**DIRECTIONS**. Pick out every line of the data that contains the string "building", treating uppercase and lowercase letters as different, and copy each of those lines.

Mask labeling examples:
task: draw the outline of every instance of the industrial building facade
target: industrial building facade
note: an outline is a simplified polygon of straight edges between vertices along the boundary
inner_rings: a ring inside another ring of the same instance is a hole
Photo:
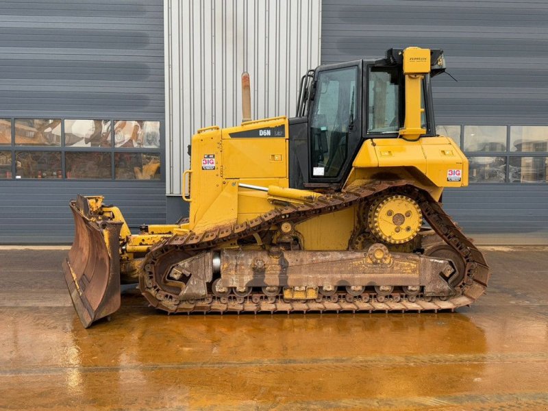
[[[66,243],[76,194],[130,226],[186,210],[193,132],[294,115],[321,63],[416,45],[445,51],[437,130],[470,159],[445,208],[482,243],[548,244],[548,5],[523,1],[101,0],[0,10],[0,242]]]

**COMPLETED EXERCISE**.
task: draw the outline of every instance of the industrial building facade
target: industrial building facade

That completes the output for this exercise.